Source:
'''

Parsing Excel XLSX

jbr - 2011/02/14 (Happy Valentines Day)

Here is some code I've written to parse and evaluate formula in an Excel 2008 xml format spreadsheet. I generate some very complex reports in Excel format using perl (XLSX:Excel:Writer Using Perl to get Excel), so my xlsx output files do not have the values precomputed for each cell the way excel writes its output by default. To allow testing and verification of values that I'm pushing out to the client I need to be able to evaluate the formula that I've written. This is a rather long story but it starts with an example of using the Tcl Parser Tools from tcllib 1.13:


 PEG xlsexpr (Formula)

'''

Given information:
'''

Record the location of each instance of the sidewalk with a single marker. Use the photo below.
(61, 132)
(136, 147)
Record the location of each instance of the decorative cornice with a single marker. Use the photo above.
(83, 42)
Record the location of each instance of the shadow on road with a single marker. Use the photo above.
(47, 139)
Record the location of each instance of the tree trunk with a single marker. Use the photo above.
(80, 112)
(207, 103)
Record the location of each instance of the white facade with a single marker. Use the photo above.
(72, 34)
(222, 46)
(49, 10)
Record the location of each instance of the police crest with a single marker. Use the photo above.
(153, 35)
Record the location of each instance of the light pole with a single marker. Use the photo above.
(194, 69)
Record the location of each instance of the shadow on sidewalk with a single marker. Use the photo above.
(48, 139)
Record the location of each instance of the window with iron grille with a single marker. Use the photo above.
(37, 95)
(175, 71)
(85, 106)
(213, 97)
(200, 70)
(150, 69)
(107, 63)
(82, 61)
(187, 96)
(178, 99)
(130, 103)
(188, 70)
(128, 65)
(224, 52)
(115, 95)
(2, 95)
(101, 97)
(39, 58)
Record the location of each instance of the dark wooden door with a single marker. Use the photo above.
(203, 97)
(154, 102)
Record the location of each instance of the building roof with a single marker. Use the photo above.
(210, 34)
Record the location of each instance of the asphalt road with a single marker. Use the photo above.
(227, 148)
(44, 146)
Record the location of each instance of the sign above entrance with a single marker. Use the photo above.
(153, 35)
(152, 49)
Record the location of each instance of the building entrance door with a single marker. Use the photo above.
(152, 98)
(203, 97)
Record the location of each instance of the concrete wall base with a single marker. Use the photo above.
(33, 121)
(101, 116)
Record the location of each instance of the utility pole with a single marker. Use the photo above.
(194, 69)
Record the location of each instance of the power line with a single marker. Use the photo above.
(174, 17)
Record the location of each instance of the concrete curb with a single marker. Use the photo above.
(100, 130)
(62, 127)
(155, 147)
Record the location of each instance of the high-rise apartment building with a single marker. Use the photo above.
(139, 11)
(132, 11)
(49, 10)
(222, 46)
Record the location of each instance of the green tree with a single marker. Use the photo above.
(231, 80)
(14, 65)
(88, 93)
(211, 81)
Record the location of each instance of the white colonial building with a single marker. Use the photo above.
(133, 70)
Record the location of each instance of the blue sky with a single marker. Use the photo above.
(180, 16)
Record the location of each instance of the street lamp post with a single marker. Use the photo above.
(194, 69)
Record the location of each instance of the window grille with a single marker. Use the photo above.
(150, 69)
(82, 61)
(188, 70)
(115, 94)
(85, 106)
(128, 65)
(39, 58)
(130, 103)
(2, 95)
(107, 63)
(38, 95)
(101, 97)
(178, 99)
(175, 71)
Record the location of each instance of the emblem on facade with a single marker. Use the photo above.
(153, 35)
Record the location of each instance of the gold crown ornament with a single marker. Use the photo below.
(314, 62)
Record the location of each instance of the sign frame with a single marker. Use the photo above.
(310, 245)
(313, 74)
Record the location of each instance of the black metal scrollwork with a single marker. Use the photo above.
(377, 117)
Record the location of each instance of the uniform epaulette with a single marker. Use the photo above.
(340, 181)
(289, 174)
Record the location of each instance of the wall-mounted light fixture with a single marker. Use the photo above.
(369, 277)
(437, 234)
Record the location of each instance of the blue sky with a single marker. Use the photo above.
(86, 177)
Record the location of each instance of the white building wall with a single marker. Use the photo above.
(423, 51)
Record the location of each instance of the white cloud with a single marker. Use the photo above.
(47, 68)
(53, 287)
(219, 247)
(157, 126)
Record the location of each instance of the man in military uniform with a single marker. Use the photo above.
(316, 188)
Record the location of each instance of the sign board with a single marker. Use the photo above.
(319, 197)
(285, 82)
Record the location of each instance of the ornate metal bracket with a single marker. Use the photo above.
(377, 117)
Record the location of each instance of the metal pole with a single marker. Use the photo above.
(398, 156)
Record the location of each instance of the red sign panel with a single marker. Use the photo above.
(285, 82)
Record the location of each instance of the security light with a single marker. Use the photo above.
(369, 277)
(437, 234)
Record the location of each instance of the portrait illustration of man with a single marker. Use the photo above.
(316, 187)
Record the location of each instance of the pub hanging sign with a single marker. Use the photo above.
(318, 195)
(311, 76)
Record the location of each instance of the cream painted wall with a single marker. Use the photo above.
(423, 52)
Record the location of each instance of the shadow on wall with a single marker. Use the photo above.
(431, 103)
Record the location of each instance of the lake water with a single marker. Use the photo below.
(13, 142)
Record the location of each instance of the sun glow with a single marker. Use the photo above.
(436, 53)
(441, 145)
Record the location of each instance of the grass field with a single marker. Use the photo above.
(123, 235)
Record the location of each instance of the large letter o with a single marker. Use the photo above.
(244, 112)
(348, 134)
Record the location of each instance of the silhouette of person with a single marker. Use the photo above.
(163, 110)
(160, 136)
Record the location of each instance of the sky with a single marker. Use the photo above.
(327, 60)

'''

Task instructions:
a - Answer these questions from the post on parsing Excel XLSX:
(i) Which Excel version's xml format is the code written to parse?
(ii) Which language does the writer use to generate the complex reports?
(iii) Which tcllib version provides the Parser Tools in the example?
b - From the post on parsing Excel XLSX, quote the passage that starts at "Here is some" and ends at "PEG xlsexpr (Formula)".

Exercise responses:
a -
(i) Excel 2008
(ii) Perl
(iii) tcllib 1.13

b -
Here is some code I've written to parse and evaluate formula in an Excel 2008 xml format spreadsheet. I generate some very complex reports in Excel format using perl (XLSX:Excel:Writer Using Perl to get Excel), so my xlsx output files do not have the values precomputed for each cell the way excel writes its output by default. To allow testing and verification of values that I'm pushing out to the client I need to be able to evaluate the formula that I've written. This is a rather long story but it starts with an example of using the Tcl Parser Tools from tcllib 1.13:


 PEG xlsexpr (Formula)